(Information begins)

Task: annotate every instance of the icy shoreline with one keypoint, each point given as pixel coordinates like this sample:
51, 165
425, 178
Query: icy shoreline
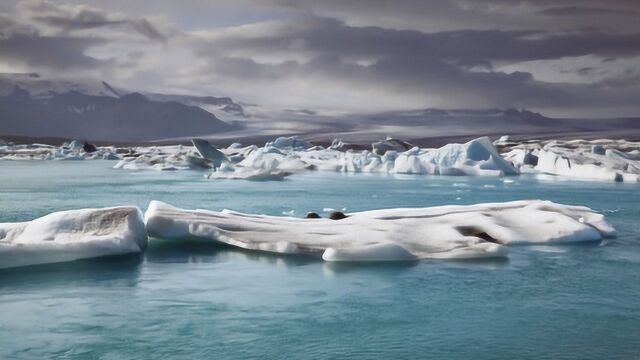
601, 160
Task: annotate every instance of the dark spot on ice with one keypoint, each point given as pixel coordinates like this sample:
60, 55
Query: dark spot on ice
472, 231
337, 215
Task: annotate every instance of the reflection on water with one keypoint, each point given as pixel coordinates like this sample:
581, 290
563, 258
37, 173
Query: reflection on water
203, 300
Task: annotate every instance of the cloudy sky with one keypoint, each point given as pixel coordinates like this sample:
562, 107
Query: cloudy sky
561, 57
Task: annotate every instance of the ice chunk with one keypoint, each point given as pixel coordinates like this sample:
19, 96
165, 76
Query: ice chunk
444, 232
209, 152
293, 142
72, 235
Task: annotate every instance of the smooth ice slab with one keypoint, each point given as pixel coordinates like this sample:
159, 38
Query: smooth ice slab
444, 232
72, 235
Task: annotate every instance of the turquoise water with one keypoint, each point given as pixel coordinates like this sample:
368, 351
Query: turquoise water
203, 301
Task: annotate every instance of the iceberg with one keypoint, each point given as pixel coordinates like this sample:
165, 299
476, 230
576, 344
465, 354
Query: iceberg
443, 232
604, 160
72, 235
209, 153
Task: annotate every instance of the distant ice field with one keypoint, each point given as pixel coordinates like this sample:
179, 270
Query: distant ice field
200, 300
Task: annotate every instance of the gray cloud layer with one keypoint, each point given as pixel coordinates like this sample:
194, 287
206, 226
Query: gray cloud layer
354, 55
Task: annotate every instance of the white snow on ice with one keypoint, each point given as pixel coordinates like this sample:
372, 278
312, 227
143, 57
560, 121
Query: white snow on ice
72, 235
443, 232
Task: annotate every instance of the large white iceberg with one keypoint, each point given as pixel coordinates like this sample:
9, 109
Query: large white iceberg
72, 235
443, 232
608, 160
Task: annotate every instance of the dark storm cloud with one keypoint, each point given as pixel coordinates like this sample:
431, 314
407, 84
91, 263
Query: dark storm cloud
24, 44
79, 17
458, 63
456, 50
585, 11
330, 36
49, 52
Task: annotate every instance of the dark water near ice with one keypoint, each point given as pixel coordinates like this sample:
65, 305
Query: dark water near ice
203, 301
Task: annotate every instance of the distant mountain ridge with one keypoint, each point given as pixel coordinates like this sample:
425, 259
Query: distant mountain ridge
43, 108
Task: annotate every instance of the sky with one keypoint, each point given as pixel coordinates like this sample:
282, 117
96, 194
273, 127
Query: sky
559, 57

(Information ends)
(Information begins)

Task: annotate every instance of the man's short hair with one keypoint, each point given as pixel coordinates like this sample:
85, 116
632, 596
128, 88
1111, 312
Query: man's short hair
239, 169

(Information ends)

### Action item:
The exact lines of the material above starting at the one that contains "Task: annotate every instance of the distant ice" and ending at the one that contains "Task: annotate every instance of the gray" are what to retype; leave out everything else.

### Output for this task:
Task: annotate every instance of the distant ice field with one keypoint, each point given as pixel coordinates like this sample:
179, 270
Query: distant ice field
200, 300
Task: annotate every instance of the gray cloud layer with one keypoint, each point given as pixel coordinates like this sample:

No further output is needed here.